● Task input:
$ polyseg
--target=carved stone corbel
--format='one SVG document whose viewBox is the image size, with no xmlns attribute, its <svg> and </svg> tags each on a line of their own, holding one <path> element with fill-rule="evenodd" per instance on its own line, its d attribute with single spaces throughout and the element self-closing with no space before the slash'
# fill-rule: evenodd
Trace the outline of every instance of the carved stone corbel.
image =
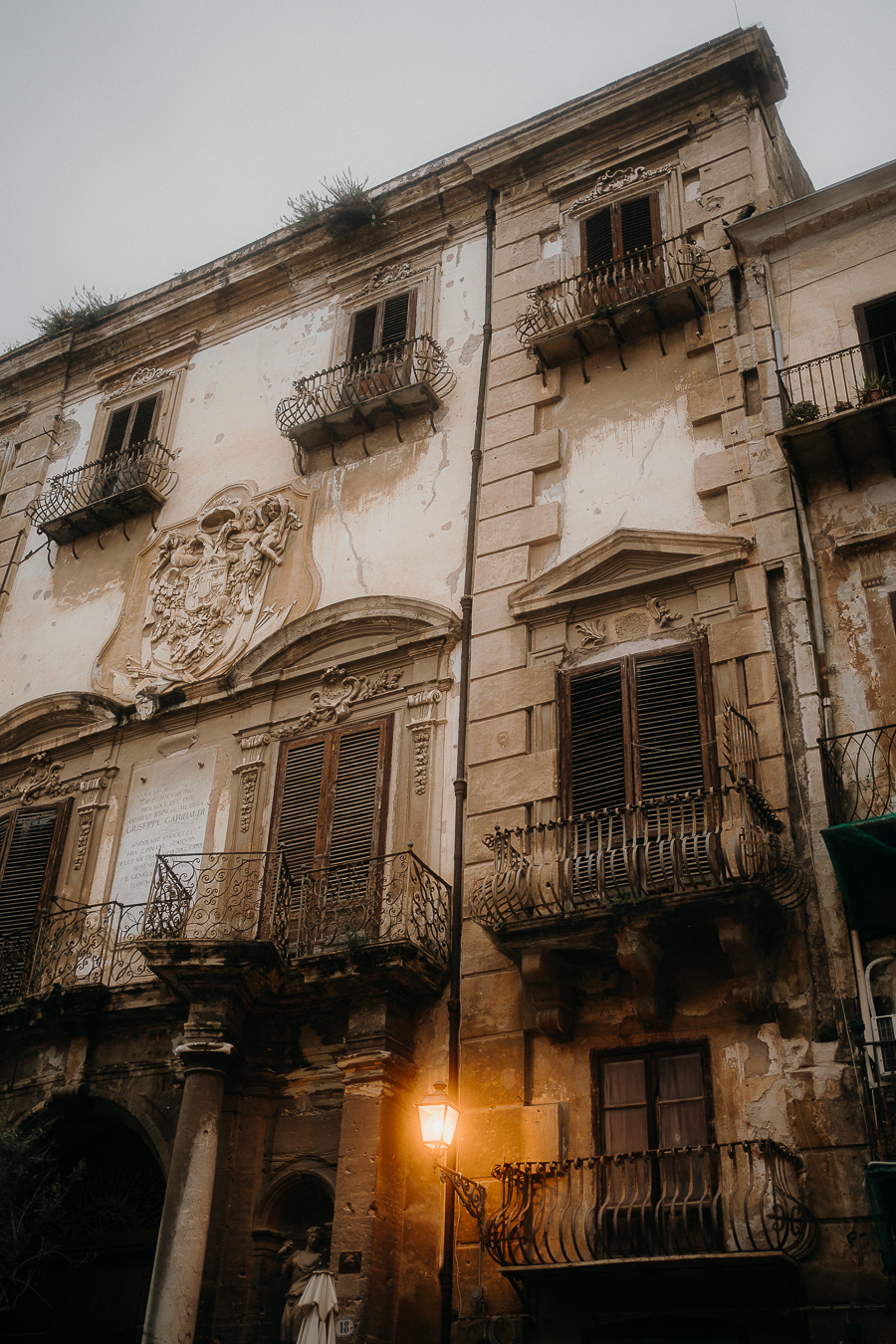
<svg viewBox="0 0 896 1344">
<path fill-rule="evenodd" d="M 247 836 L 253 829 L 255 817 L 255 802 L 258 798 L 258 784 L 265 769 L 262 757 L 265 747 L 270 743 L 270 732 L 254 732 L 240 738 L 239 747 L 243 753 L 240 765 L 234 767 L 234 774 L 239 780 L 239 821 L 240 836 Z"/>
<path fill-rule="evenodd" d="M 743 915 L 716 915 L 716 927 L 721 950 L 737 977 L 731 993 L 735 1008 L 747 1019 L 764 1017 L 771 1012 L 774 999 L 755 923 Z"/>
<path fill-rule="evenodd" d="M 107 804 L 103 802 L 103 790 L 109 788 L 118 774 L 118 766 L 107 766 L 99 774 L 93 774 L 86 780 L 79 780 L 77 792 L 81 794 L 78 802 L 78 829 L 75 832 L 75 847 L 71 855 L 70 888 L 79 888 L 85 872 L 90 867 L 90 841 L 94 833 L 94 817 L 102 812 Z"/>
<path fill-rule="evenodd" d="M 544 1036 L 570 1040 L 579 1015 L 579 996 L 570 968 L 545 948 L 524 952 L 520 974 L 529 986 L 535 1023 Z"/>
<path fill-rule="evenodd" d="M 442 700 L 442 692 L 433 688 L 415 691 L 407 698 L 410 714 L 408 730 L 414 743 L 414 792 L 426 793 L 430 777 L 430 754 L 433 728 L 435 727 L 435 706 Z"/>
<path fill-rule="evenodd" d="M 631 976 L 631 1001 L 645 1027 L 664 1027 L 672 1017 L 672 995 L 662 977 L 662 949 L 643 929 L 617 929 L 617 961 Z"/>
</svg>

* * *

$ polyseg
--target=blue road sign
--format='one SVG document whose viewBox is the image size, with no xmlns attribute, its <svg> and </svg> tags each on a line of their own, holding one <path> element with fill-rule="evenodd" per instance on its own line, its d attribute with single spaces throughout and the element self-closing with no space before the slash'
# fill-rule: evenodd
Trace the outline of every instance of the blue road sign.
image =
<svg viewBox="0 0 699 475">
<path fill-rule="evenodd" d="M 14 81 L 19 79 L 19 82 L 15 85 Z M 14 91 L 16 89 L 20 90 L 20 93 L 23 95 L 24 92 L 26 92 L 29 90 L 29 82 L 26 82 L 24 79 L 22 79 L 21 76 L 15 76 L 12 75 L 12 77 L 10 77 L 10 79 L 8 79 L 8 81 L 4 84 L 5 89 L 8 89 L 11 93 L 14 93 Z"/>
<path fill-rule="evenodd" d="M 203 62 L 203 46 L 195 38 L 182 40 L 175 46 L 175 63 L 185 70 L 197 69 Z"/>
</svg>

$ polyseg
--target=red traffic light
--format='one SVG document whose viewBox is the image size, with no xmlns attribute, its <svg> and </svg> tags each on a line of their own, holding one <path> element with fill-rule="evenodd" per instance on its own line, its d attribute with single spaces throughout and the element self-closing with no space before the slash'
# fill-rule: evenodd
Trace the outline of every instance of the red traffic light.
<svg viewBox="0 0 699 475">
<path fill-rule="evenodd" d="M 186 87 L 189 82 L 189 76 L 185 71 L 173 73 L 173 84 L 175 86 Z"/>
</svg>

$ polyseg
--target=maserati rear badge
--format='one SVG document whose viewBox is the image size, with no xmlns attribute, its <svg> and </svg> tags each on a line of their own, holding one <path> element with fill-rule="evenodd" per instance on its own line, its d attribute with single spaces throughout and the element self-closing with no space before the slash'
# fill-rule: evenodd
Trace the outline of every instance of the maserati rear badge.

● Required work:
Count the lines above that contain the word "light", and give only that number.

● The response:
2